- **Instructions for the task**
Collect and copy out every line below that contains the word "tank".

======== Data provided ========

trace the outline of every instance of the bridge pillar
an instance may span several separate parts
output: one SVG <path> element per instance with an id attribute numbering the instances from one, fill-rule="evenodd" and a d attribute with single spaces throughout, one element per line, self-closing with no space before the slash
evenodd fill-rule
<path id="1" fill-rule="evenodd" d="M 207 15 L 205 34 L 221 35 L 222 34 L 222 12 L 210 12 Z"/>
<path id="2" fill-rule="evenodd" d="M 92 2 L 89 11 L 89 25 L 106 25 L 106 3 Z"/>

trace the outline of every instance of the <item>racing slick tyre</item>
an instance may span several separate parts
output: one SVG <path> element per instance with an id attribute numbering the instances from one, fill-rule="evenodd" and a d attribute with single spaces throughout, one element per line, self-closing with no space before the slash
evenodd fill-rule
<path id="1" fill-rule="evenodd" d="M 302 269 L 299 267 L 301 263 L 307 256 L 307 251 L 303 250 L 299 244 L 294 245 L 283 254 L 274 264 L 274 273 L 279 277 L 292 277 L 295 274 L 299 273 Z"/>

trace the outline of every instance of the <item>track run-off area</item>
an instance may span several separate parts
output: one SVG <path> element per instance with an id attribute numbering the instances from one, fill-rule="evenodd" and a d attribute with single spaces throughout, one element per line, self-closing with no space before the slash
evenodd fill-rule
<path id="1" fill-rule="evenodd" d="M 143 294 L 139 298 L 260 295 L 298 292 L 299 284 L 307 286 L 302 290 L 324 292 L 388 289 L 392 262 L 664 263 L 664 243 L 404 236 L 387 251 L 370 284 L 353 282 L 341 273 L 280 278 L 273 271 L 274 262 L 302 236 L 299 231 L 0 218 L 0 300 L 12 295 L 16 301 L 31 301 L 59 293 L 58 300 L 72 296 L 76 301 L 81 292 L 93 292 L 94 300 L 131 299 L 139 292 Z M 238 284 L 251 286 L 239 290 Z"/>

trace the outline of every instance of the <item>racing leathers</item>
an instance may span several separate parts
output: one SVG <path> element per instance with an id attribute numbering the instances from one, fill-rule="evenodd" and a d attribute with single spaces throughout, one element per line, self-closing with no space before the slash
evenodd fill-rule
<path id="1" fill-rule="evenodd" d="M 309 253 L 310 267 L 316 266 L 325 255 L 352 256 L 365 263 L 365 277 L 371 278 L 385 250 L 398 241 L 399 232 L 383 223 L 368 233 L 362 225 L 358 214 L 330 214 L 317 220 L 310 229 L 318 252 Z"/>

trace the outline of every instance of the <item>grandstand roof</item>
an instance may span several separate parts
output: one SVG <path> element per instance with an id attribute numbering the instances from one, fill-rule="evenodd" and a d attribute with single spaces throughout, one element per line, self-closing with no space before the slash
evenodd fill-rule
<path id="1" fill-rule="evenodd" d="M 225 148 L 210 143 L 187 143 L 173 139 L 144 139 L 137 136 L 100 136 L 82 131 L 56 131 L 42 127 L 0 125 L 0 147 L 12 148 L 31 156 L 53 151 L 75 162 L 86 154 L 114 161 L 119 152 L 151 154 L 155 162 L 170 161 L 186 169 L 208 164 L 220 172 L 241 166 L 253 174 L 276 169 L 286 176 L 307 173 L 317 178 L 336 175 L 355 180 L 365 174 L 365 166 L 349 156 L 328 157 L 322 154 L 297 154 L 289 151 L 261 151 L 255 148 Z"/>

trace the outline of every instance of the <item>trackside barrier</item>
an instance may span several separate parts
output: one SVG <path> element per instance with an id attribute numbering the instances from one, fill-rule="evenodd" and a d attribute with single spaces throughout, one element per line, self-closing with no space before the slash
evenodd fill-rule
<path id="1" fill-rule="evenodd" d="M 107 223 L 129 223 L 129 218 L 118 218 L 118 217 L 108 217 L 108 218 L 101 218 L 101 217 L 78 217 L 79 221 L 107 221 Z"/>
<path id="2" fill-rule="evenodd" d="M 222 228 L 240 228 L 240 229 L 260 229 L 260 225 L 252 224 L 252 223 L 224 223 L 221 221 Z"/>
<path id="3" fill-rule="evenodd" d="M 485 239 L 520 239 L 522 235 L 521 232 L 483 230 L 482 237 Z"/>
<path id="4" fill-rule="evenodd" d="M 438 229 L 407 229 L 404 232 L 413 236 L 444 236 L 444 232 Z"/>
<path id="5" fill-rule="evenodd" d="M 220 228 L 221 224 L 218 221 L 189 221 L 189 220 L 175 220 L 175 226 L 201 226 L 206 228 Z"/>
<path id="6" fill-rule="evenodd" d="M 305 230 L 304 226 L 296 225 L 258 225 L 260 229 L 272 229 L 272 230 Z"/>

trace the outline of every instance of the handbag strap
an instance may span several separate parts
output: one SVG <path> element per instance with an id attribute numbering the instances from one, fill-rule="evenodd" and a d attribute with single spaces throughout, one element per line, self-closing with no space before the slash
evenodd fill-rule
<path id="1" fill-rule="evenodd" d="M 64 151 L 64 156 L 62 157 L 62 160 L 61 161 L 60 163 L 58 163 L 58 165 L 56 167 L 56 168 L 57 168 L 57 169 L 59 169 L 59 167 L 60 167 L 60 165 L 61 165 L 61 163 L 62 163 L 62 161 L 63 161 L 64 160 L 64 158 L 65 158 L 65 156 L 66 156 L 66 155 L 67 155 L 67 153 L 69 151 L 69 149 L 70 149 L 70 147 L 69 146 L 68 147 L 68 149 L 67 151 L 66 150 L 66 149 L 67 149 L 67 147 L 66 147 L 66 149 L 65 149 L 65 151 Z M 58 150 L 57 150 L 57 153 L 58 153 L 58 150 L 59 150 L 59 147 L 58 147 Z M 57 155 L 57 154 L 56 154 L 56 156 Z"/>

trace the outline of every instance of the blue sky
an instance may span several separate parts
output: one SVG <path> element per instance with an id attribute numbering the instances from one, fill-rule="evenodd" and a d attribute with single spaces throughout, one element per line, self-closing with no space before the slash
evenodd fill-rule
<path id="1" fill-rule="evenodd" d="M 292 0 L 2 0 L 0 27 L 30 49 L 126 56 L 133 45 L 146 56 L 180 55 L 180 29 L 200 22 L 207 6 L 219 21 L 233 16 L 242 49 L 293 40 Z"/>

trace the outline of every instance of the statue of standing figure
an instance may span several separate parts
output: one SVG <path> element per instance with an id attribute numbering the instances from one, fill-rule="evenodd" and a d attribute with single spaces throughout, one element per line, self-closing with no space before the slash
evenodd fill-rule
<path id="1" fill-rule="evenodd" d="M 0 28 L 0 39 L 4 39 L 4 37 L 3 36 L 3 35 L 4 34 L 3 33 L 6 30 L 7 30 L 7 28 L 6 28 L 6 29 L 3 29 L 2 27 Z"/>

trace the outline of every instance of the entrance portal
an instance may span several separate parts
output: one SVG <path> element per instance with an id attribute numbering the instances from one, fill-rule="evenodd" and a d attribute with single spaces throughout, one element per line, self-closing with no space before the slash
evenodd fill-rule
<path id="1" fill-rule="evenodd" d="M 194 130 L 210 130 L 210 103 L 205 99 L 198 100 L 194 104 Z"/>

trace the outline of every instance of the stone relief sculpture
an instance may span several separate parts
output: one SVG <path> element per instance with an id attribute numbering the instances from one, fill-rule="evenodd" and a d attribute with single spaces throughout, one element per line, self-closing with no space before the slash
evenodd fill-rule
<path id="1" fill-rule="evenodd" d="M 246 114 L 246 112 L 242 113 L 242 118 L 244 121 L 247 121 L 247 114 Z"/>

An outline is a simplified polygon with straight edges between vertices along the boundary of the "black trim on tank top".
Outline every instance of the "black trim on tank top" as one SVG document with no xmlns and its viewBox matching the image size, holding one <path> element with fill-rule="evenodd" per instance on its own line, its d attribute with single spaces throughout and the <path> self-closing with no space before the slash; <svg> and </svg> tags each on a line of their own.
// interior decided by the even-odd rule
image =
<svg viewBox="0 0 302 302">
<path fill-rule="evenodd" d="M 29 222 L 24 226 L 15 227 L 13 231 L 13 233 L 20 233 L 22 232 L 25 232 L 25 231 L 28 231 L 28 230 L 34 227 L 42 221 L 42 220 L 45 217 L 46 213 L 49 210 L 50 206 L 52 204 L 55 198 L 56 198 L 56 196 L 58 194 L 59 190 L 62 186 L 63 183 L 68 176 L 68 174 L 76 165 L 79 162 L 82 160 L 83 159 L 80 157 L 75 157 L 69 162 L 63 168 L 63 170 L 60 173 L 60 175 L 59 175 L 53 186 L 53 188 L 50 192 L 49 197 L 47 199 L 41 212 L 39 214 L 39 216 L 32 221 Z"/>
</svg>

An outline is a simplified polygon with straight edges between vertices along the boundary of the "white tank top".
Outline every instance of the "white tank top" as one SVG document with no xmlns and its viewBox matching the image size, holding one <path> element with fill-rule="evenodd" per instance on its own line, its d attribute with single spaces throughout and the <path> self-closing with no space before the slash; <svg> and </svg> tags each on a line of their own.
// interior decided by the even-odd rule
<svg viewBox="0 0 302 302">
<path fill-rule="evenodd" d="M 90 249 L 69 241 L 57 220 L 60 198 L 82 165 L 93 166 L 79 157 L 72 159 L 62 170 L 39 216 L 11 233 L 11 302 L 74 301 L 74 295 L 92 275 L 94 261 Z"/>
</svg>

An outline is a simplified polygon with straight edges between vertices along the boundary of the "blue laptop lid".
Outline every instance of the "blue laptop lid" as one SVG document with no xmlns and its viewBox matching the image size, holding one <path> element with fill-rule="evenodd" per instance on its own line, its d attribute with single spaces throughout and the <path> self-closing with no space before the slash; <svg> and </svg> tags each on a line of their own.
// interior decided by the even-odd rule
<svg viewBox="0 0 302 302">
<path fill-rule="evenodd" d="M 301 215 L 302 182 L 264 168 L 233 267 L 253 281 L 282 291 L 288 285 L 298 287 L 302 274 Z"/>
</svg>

========

- **In response**
An outline is a simplified polygon with straight edges between vertices along the boundary of the "black trim on tank top".
Outline every instance of the "black trim on tank top" as one SVG document with no xmlns and its viewBox matching the image size, holding one <path> element with fill-rule="evenodd" per instance on its own line, its d attribute with single spaces throughout and the <path> self-closing with no space before the slash; <svg> and </svg> tags each on a line of their own.
An outline is a simplified polygon with straight edges between vertices along the boundary of the "white tank top".
Outline every instance of the "white tank top" as one SVG document with no xmlns and its viewBox matching the image size, holding one <path> element with fill-rule="evenodd" per instance on its own line, its d attribute with single spaces throughout and the <path> self-closing with no space before the slash; <svg> and </svg> tags each on a line of their own.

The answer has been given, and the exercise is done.